DATA:
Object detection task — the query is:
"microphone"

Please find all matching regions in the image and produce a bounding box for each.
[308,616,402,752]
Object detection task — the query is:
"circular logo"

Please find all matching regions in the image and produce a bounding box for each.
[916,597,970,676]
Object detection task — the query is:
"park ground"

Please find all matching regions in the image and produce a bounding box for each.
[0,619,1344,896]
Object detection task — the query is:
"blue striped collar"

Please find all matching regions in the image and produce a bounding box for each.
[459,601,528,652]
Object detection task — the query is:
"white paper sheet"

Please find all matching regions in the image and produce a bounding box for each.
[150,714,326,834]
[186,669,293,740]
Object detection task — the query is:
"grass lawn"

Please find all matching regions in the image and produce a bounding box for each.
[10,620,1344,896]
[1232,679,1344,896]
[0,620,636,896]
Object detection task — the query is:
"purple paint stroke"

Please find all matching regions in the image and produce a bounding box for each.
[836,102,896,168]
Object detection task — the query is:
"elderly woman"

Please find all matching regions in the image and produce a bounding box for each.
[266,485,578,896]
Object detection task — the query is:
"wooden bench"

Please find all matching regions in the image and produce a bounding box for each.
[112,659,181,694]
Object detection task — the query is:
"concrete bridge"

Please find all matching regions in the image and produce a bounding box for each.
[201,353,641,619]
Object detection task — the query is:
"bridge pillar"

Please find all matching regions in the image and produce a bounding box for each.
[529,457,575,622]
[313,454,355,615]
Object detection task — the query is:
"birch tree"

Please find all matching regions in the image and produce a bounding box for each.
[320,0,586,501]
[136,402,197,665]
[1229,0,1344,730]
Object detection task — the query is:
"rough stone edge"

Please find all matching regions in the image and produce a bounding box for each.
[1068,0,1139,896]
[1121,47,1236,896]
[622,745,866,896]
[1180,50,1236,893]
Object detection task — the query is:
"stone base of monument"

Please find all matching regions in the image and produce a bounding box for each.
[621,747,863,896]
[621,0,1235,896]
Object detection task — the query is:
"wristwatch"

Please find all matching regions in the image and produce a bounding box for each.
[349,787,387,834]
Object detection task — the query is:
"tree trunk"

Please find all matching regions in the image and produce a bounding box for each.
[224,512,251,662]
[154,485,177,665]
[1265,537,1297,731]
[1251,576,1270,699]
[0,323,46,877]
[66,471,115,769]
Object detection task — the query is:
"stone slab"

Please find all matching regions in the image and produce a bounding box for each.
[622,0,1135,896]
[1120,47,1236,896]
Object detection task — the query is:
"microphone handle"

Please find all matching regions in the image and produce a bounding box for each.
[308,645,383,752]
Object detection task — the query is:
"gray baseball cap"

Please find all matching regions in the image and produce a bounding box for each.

DESCRIPTION OF THE TASK: Put all of the lines above into a numbered list, omitting any blank lines.

CORRECT RESPONSE:
1. Object detection task — the query is:
2. "microphone"
3. Please find all matching regions in the image and produce a bounding box for each.
4. [308,616,402,752]
5. Object detection task — the query is:
6. "circular logo"
7. Please find all matching regions in the image and produce a bounding box for each.
8. [916,597,970,676]
9. Object detection task — the query is:
10. "park ground"
11. Please find all matching regions in the image and produce a bounding box for each.
12. [0,619,1344,896]
13. Object detection task — the query is:
14. "blue striped collar"
15. Please find all matching regions in the image and produce a bounding box for each.
16. [459,601,528,652]
17. Object detection task — the query is:
18. "white paper sheet"
19. Please find all matching regions in the image and produce a bounding box for each.
20. [150,714,326,834]
21. [186,669,293,740]
22. Object detection task — the query is:
23. "grass lawn"
24. Please find all matching regions in the image and produce a bounding box for each.
25. [10,620,1344,896]
26. [1232,679,1344,896]
27. [0,620,636,896]
28. Object detection task — the query is:
29. "purple paint stroke"
30. Please find all matching regions in the image and produce a bounding box for each.
31. [836,102,896,168]
32. Object detection task — the query is:
33. "elderly woman"
34. Please find all matching regions in the image and produce a bounding box for each.
35. [266,485,578,896]
36. Object detection task — the query is:
37. "wooden bench"
38. Please find all matching regions in the image and produce a bounding box for each.
39. [112,659,181,694]
40. Object detection task — the query is:
41. "concrete bridge"
42. Please find all matching regions in the image and produce a bounding box for each.
43. [201,353,641,619]
44. Object detection task — the query is:
45. "bridge pillar"
46. Please find all matching regions in the image and produce a bounding box for each.
47. [529,457,575,622]
48. [313,454,355,615]
49. Object detection task — the query is:
50. "birch tree"
51. Please find all matching regions in the image and produce a bounding box for each.
52. [320,0,586,501]
53. [136,402,197,665]
54. [1229,0,1344,730]
55. Object detection task — the query is:
56. "rough stone edge"
57. Please find all matching regions in the image and produce a bounding box for each.
58. [1068,0,1139,896]
59. [1121,47,1236,896]
60. [622,745,866,896]
61. [1180,50,1236,893]
62. Object detection task — the query is:
63. "stone base of monument"
64. Please find all matching regions in the image and produce a bounding box for each.
65. [621,747,863,896]
66. [621,0,1235,896]
67. Object detection task — the query is:
68. "wristwatch"
69. Please find all matching regions in the image and produce a bounding box for each.
70. [349,787,387,834]
71. Object detection task — the query is:
72. "tree trunk"
73. Please find all matching regions in the image and produce a bounding box for each.
74. [224,512,251,662]
75. [154,485,177,665]
76. [1265,537,1297,731]
77. [1251,576,1270,699]
78. [0,323,46,877]
79. [66,471,115,769]
80. Object detection task — the query is:
81. "stone slab"
82. Please find all matching regions in the image and produce a bounding box for each.
83. [622,0,1135,896]
84. [1120,47,1236,896]
85. Object detection task — the query is:
86. "microphone handle"
87. Please find all matching regions in the image and produce a bounding box for each.
88. [308,645,383,752]
89. Object detection task — the query is:
90. "gray baseball cap"
91. Please find all matching regions in the image and produce a bounding box for each.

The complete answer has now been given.